Work order. I need the lines below from the one with "The client would like the house" down to the one with "The client would like the winding" reproduced exactly, both ends included, and nothing else.

Saved data entries:
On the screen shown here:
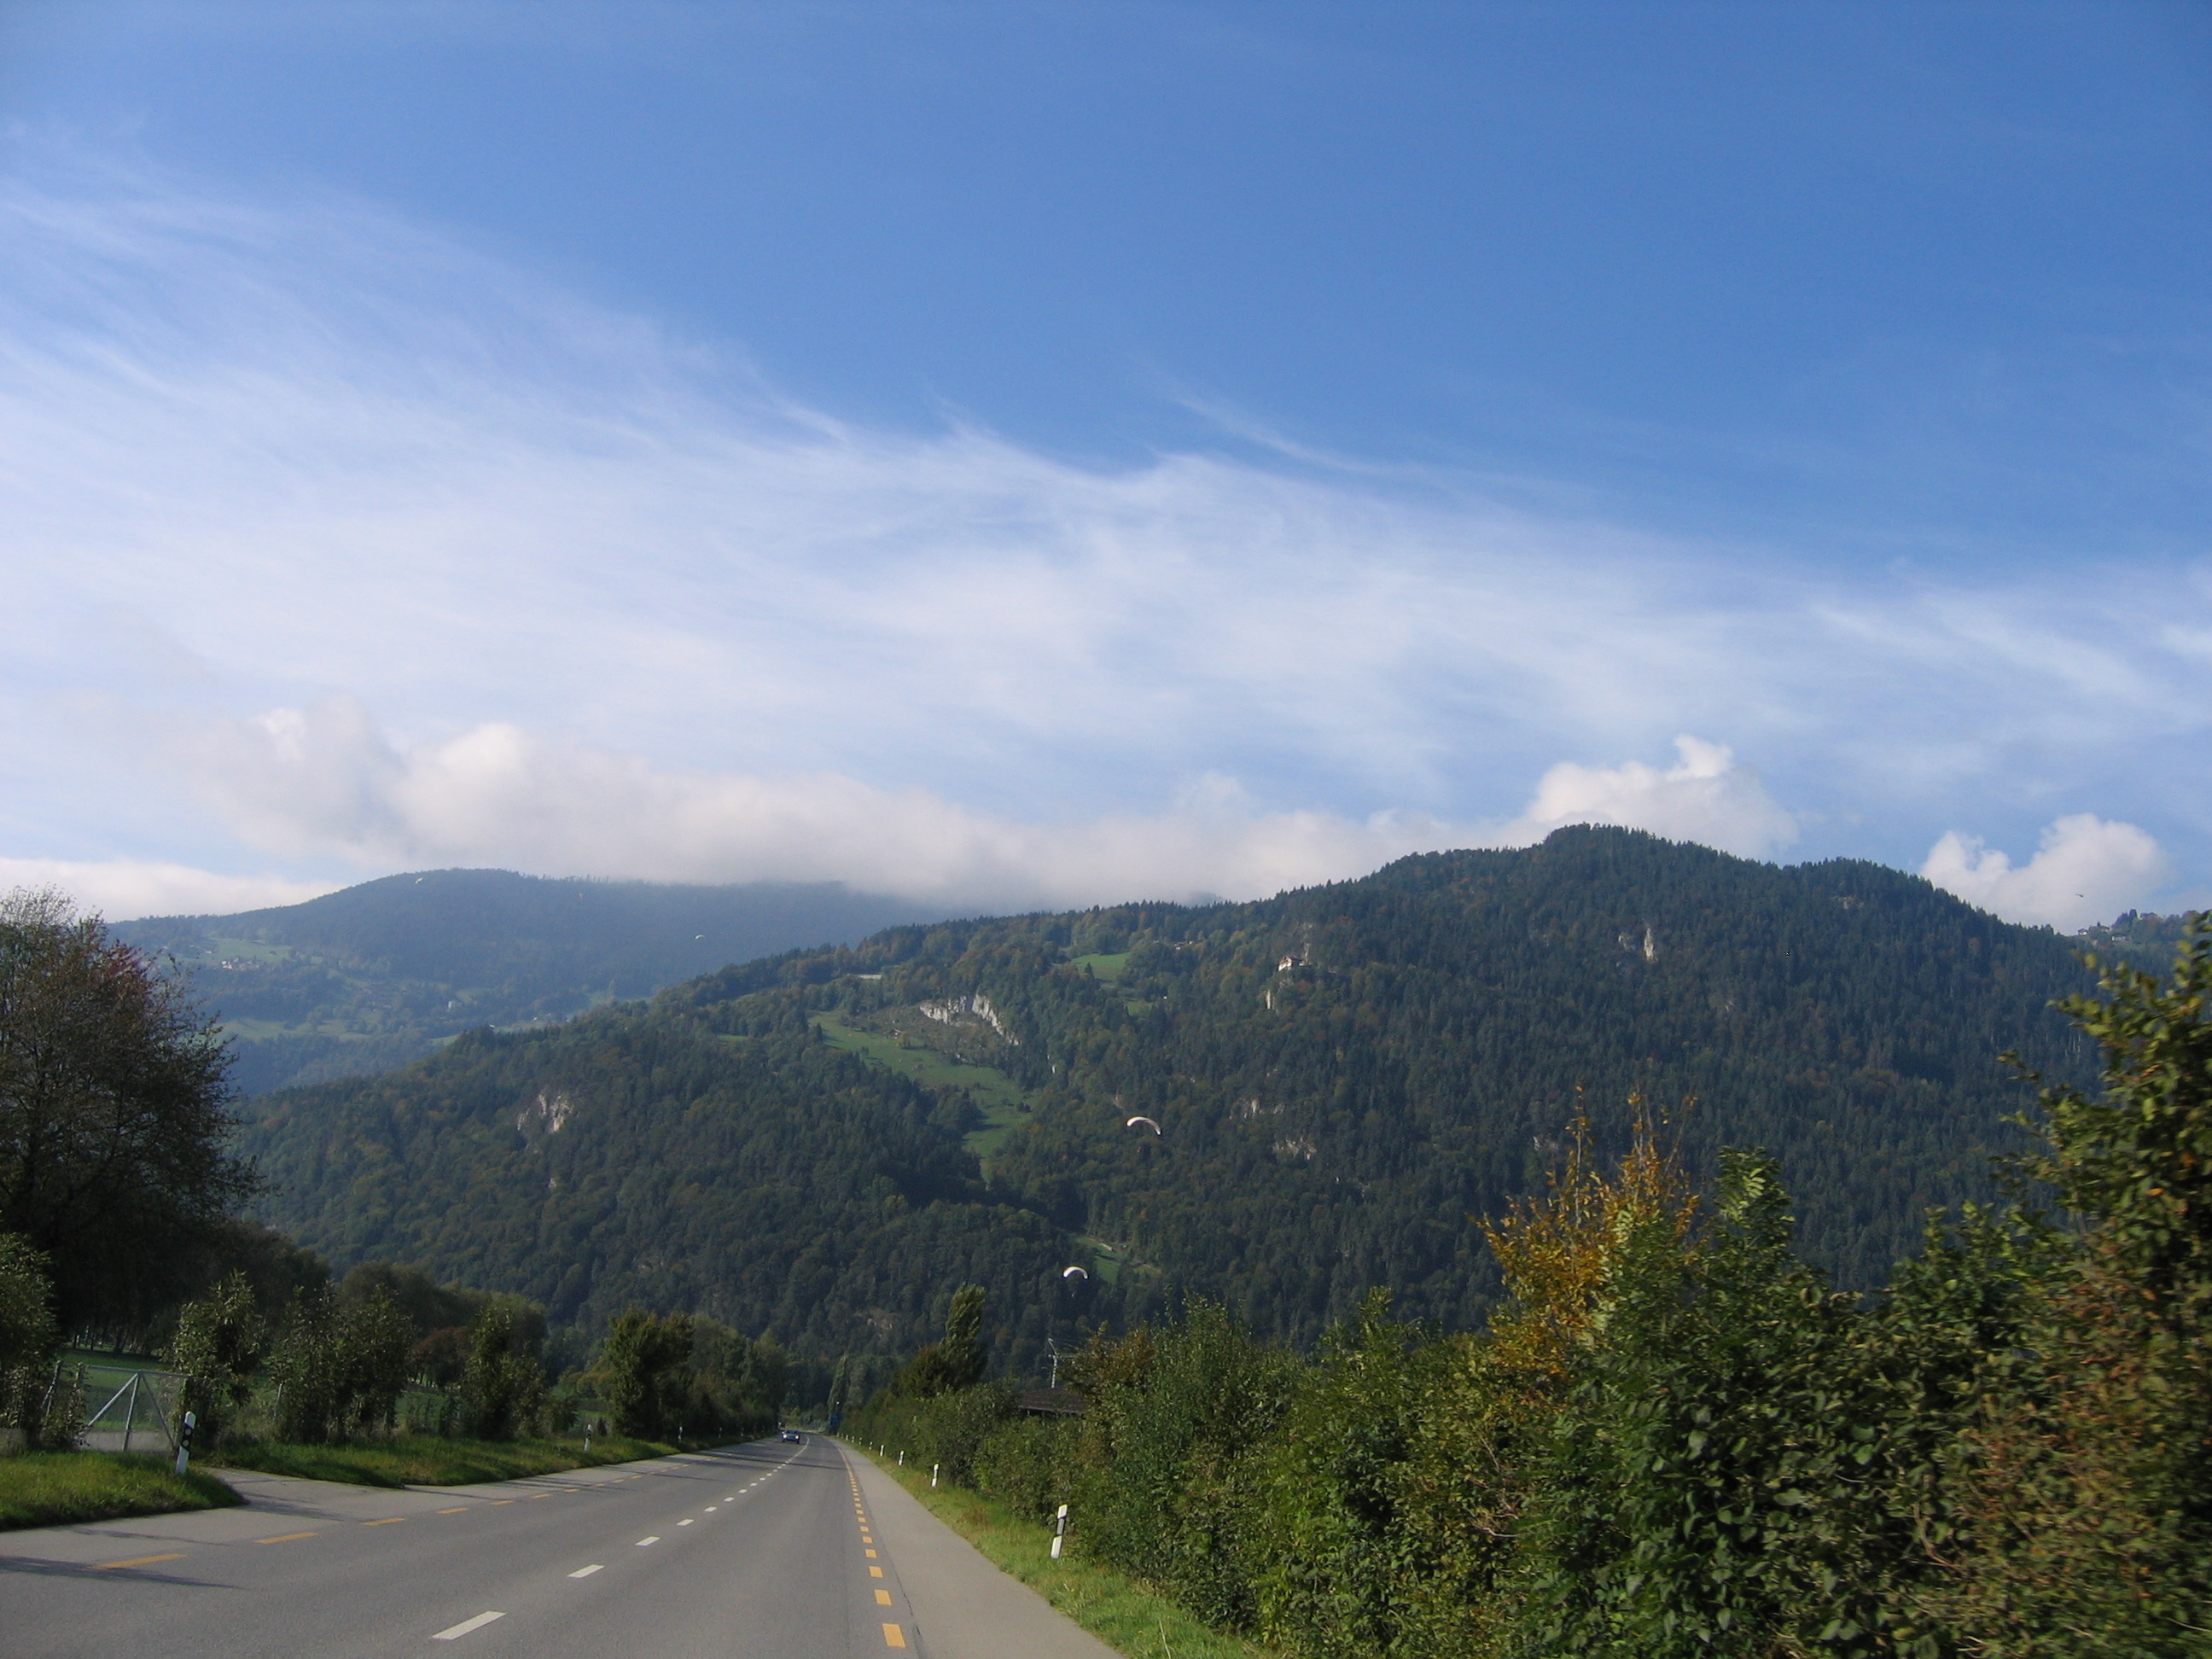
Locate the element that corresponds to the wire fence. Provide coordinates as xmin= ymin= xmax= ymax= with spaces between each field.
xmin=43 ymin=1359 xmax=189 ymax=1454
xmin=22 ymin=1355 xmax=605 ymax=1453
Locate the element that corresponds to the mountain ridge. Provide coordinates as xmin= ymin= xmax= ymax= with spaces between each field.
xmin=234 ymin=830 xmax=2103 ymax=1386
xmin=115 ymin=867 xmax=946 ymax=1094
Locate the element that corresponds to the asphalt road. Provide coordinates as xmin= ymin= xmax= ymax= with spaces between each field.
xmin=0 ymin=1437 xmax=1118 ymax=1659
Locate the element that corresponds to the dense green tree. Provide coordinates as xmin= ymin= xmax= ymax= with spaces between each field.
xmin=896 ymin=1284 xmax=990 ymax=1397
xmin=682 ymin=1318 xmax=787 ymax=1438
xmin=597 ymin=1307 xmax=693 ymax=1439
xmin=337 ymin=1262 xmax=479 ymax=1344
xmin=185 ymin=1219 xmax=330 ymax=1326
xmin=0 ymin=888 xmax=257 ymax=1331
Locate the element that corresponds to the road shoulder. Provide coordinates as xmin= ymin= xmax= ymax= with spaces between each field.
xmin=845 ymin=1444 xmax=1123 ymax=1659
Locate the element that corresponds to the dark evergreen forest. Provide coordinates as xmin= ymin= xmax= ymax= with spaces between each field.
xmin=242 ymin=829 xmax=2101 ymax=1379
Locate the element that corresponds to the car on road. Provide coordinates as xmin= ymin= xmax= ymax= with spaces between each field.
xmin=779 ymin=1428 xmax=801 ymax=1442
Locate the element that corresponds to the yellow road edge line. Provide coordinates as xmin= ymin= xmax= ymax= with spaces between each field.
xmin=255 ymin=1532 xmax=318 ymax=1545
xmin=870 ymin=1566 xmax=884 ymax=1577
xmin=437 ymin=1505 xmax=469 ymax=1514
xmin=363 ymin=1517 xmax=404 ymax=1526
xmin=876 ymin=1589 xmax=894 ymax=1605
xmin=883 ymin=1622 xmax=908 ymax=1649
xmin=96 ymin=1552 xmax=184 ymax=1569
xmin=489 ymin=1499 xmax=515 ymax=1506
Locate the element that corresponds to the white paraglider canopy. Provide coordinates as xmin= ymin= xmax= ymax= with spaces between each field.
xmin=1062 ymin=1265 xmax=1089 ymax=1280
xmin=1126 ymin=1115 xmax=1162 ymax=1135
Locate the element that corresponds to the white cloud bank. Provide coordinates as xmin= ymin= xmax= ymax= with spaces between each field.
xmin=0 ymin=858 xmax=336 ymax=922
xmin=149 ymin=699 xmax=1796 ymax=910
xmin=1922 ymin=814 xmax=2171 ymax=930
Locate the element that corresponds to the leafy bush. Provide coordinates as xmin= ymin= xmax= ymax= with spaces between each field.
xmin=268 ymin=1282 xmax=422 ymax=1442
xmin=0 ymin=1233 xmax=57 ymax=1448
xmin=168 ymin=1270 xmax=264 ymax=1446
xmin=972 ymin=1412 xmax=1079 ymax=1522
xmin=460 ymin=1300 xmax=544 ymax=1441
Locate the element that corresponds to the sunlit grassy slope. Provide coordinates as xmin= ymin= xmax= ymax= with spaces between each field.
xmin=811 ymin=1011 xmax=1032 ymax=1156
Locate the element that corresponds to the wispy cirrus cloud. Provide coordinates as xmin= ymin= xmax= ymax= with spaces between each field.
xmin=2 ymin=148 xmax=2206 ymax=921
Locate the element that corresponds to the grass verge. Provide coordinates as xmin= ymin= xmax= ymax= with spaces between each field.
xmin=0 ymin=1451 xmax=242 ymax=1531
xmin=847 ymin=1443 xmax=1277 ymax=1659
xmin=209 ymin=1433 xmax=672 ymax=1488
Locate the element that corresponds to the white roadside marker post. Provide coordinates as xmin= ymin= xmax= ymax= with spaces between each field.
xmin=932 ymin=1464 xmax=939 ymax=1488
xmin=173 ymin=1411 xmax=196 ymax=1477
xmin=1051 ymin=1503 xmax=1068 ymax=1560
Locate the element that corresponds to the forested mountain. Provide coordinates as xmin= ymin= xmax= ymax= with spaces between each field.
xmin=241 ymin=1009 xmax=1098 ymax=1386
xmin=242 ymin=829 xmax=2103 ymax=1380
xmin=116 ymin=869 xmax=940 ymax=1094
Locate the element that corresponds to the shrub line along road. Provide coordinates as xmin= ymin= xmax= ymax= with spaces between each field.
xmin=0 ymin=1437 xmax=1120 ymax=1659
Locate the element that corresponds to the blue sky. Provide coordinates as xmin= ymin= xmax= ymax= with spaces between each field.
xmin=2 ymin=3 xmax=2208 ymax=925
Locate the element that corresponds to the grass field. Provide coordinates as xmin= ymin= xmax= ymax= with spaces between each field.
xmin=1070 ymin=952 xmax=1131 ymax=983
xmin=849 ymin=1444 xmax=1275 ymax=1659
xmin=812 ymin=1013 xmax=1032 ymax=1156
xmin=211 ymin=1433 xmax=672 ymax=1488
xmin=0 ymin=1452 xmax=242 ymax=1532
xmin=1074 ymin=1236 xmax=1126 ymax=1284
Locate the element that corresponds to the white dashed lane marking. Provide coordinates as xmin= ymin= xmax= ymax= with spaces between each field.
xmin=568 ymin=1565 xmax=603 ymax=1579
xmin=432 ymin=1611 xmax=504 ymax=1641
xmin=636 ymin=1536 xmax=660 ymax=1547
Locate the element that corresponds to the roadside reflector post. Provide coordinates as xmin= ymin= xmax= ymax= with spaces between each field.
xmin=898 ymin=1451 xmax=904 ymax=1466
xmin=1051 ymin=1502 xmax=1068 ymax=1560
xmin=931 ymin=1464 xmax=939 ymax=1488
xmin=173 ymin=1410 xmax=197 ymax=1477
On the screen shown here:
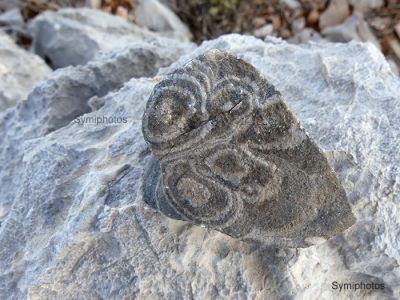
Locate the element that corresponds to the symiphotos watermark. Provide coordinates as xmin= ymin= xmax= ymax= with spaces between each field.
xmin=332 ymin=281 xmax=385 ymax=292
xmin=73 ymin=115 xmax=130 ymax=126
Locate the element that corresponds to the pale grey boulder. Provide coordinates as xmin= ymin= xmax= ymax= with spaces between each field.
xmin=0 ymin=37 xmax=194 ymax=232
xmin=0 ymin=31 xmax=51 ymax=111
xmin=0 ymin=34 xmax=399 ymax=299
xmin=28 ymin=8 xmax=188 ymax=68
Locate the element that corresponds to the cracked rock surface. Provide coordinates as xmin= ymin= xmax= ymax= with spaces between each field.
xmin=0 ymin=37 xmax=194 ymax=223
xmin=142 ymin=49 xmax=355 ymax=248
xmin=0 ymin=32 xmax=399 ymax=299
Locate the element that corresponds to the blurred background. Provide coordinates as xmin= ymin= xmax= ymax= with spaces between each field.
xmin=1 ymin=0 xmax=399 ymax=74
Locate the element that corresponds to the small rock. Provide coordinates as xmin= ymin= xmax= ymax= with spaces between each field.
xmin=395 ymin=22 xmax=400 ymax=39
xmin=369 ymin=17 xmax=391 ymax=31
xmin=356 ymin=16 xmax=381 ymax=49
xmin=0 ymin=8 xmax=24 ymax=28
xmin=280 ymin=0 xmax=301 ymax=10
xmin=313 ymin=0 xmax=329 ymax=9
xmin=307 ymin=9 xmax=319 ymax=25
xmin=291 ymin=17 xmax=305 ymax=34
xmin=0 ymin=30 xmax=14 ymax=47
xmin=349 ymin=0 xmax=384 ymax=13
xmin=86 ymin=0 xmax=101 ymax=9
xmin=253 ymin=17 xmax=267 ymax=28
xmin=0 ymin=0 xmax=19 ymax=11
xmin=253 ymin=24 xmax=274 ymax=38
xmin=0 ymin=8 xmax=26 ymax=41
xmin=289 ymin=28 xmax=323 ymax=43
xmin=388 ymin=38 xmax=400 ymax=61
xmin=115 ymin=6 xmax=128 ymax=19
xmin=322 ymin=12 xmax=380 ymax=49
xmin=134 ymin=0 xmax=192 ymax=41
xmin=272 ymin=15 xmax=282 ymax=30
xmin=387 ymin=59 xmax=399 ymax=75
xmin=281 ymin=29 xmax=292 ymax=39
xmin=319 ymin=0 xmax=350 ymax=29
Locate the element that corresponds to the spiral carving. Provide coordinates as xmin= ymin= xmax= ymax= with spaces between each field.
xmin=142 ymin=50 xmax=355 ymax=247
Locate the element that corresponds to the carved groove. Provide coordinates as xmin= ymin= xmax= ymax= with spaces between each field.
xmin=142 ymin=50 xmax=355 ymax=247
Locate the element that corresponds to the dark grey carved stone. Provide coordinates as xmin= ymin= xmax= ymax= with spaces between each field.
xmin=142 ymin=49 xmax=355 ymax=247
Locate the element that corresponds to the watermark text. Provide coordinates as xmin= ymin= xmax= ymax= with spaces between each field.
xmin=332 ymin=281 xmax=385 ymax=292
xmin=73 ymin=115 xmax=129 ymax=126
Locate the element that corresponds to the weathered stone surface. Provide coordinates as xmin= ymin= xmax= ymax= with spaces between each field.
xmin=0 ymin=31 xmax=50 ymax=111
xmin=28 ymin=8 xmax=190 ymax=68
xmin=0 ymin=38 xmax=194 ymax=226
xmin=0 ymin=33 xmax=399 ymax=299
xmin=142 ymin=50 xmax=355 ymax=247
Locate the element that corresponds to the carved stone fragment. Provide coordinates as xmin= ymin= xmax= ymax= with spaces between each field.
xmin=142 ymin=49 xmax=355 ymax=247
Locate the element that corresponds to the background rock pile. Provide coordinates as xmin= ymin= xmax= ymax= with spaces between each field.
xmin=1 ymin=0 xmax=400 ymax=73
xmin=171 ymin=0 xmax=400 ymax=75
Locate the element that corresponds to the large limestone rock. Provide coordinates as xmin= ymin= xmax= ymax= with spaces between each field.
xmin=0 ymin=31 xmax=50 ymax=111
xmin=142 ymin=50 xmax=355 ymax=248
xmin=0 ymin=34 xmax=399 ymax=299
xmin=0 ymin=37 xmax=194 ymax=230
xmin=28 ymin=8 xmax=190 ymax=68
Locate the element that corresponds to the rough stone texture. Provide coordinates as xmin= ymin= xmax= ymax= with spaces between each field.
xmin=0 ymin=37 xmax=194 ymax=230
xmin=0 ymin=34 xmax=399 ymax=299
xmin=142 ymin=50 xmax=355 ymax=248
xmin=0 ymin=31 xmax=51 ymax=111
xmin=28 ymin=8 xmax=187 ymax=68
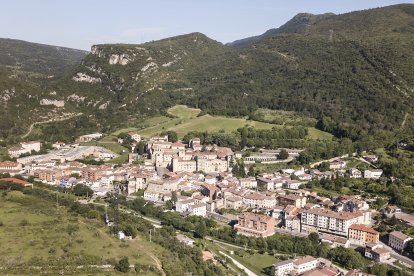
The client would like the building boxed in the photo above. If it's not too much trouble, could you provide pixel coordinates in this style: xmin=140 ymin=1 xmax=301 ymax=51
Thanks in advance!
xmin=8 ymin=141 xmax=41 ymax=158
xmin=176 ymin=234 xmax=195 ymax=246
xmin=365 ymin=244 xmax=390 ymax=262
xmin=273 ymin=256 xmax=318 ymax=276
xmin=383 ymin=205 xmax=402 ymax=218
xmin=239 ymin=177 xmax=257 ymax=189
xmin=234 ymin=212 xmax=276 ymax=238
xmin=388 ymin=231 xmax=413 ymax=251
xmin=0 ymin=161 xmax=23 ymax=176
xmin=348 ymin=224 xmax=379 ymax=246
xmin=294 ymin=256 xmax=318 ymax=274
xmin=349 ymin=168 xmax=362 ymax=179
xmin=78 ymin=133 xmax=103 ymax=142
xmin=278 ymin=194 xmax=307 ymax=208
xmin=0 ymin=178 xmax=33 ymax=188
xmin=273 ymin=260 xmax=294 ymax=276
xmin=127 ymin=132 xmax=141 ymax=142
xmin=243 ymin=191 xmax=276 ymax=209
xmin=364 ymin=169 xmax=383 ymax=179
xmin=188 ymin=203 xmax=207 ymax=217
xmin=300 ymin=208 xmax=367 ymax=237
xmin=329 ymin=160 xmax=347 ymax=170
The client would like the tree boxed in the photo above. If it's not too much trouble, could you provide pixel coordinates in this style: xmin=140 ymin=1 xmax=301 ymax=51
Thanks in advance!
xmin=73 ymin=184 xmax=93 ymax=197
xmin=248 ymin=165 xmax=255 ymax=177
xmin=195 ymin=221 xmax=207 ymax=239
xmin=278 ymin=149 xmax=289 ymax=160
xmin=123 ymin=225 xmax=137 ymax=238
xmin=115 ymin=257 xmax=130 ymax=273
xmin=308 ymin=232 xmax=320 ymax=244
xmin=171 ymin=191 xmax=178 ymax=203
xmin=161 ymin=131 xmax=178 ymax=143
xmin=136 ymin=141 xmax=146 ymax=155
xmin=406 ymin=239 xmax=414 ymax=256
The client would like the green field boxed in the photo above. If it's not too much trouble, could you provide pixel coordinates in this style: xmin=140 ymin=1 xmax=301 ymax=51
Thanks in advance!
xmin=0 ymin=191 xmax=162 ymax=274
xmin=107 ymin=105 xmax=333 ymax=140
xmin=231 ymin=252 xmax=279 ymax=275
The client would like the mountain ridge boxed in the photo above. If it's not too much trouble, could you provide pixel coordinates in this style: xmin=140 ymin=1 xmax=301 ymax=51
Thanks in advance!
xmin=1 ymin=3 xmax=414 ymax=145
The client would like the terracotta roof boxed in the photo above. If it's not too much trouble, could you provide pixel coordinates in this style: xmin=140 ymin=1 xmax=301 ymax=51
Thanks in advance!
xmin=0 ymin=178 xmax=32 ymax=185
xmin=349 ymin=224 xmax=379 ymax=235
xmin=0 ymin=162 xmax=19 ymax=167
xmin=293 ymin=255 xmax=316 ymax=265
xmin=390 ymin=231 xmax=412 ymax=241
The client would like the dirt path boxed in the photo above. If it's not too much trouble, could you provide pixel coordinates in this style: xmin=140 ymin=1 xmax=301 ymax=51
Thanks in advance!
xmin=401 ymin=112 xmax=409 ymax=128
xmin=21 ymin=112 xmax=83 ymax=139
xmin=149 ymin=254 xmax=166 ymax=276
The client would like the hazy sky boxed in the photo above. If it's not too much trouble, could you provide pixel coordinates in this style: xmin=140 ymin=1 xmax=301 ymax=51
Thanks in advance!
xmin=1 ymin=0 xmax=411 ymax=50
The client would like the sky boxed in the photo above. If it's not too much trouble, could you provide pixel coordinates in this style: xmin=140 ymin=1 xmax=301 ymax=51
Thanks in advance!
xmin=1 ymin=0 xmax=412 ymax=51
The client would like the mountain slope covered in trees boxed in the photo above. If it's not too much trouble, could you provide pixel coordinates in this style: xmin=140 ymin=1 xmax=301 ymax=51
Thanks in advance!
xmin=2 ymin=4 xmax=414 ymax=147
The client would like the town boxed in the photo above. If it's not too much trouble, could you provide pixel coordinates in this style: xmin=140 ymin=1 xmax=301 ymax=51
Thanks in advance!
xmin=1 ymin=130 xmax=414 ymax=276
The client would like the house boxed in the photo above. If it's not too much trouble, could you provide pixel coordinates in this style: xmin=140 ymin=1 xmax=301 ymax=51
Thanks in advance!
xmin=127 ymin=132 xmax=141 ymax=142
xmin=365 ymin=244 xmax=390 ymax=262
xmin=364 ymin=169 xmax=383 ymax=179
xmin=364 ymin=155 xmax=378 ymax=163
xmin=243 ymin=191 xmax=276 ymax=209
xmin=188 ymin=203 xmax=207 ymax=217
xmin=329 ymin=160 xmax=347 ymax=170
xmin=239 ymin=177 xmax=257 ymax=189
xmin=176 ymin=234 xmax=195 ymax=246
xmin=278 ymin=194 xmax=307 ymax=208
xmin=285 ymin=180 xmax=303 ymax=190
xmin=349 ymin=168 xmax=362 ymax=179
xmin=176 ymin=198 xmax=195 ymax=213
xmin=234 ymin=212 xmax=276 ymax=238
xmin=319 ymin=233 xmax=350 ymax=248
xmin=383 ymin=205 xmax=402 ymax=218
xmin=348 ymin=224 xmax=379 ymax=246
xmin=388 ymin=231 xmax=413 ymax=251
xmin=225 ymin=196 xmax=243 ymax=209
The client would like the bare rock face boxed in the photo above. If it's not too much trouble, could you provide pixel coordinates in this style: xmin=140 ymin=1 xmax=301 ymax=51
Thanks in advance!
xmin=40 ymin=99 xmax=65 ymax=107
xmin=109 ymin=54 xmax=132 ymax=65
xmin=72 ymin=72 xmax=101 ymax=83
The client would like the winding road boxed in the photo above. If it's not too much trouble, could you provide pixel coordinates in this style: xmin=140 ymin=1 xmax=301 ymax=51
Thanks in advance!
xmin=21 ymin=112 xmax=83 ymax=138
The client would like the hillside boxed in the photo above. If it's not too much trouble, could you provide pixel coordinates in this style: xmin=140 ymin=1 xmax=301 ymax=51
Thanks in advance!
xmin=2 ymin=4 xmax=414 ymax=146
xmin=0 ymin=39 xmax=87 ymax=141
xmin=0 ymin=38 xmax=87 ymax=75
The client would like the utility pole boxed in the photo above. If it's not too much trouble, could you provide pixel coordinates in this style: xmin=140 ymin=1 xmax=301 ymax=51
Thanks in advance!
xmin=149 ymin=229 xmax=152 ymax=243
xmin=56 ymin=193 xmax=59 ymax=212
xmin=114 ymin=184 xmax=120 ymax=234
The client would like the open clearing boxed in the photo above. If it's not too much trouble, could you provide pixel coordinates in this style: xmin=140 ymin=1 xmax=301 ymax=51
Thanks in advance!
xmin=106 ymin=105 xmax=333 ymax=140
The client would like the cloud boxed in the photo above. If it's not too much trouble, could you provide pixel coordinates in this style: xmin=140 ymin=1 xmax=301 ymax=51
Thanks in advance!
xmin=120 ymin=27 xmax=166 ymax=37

Task solution.
The client would like the house boxed in the photo above. If it's not too much trouble, could you provide pixel coordinates in this style: xmin=140 ymin=1 xmax=301 ymax=51
Thanks in advance!
xmin=127 ymin=132 xmax=141 ymax=142
xmin=365 ymin=244 xmax=390 ymax=262
xmin=364 ymin=169 xmax=383 ymax=179
xmin=364 ymin=155 xmax=378 ymax=163
xmin=243 ymin=191 xmax=276 ymax=209
xmin=188 ymin=203 xmax=207 ymax=217
xmin=329 ymin=160 xmax=347 ymax=170
xmin=239 ymin=177 xmax=257 ymax=189
xmin=176 ymin=234 xmax=195 ymax=246
xmin=278 ymin=194 xmax=307 ymax=208
xmin=285 ymin=180 xmax=303 ymax=190
xmin=349 ymin=168 xmax=362 ymax=179
xmin=176 ymin=198 xmax=195 ymax=213
xmin=234 ymin=212 xmax=276 ymax=238
xmin=319 ymin=233 xmax=350 ymax=248
xmin=383 ymin=205 xmax=402 ymax=218
xmin=348 ymin=224 xmax=379 ymax=246
xmin=388 ymin=231 xmax=413 ymax=251
xmin=225 ymin=196 xmax=243 ymax=209
The client would like the bare rock face boxed in the photo above. If it's not too much trouble, could you provide pixel coordinates in this style: xmin=140 ymin=1 xmax=301 ymax=51
Thanks in advance!
xmin=40 ymin=99 xmax=65 ymax=107
xmin=109 ymin=54 xmax=132 ymax=65
xmin=72 ymin=72 xmax=101 ymax=83
The client would like the winding road boxed in the photo above. If it's not too much trouble, could you provide pixel coordinates in this style: xmin=140 ymin=1 xmax=301 ymax=51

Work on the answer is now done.